_What is expected_
Update the rows starting at the line containing "Every instance of the dusk" and ending at the line containing "pixel 392 424" by changing every "dusk sky" to "evening sky", leaving everything else unchanged. Return only those lines.

_Input for this task_
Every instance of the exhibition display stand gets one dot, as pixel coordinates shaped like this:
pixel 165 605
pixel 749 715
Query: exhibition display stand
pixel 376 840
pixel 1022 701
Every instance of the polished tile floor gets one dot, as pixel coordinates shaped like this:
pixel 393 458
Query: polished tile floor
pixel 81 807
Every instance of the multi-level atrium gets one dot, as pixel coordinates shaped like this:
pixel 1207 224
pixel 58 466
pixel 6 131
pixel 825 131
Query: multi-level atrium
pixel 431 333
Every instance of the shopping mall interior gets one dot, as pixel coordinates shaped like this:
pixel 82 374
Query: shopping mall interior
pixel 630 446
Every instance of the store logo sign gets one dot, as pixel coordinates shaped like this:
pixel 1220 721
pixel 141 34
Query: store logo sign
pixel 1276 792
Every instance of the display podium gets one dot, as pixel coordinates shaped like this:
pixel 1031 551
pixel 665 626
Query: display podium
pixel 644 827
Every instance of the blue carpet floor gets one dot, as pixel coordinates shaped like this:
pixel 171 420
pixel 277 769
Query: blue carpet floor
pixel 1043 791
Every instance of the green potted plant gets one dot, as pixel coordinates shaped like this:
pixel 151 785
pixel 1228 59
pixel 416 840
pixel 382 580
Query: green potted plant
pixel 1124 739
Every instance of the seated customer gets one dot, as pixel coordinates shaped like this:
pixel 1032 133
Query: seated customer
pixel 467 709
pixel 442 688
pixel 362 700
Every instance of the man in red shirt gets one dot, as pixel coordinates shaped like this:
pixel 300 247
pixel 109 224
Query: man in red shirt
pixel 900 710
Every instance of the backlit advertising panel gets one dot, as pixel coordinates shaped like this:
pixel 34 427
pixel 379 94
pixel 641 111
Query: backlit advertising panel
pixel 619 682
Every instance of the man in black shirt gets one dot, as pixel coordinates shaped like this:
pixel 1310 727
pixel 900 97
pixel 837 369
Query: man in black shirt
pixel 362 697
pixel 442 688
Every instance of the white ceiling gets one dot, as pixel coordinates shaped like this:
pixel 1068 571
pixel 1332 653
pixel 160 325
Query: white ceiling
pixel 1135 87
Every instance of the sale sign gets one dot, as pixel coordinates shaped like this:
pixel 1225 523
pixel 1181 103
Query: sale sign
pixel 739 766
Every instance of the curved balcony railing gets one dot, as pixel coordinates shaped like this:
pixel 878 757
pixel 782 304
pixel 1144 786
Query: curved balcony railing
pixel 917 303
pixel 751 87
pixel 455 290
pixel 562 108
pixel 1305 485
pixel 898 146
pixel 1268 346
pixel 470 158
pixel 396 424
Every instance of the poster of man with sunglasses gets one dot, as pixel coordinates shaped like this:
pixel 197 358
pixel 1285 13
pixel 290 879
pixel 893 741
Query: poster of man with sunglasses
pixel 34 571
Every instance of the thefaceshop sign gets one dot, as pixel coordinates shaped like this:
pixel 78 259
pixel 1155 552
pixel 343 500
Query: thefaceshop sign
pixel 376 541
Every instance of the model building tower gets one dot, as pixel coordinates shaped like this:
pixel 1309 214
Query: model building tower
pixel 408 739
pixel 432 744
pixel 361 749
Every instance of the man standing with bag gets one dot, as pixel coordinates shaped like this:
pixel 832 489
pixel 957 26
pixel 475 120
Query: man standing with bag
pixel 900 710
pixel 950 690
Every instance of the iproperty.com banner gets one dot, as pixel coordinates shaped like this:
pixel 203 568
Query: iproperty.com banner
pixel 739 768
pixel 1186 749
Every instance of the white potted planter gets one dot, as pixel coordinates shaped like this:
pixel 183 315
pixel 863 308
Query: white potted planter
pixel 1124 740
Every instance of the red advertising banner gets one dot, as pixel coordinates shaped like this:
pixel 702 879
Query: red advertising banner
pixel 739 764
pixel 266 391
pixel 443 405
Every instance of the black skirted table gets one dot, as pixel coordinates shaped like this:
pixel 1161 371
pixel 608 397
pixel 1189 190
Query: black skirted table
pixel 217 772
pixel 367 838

--

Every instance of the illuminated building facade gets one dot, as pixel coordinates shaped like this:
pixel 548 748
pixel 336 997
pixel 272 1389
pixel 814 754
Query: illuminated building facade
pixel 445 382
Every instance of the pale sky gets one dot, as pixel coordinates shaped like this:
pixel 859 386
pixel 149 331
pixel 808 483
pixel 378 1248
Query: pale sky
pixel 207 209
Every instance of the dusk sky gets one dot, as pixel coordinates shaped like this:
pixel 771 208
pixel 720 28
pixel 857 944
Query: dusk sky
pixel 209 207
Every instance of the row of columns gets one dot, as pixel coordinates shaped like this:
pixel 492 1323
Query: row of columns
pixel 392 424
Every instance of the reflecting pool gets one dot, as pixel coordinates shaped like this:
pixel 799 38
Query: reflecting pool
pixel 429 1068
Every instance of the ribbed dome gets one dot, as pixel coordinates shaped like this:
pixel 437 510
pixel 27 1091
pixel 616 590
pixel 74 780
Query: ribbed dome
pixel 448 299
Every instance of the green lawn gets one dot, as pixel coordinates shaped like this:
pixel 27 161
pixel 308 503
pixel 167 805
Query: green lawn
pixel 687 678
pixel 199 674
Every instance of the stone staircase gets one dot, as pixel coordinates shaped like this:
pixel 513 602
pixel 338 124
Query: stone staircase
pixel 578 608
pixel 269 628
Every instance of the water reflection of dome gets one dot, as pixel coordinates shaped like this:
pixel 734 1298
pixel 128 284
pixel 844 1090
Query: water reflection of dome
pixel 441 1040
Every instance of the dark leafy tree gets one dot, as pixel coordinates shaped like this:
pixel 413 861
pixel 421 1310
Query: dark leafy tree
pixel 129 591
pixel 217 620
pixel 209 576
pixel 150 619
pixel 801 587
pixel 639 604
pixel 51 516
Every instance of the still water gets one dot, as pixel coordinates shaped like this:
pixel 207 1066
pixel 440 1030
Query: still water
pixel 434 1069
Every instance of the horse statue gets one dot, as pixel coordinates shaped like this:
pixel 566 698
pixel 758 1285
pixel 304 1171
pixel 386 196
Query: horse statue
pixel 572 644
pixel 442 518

_Solution_
Every instance of the evening sky gets one dot, as pixel coordinates shaped like this:
pixel 771 208
pixel 720 28
pixel 857 944
Query: evening sky
pixel 209 207
Every instance of the row of columns gets one dot, as pixel coordinates shaped like this:
pixel 492 1323
Query: row of columns
pixel 392 424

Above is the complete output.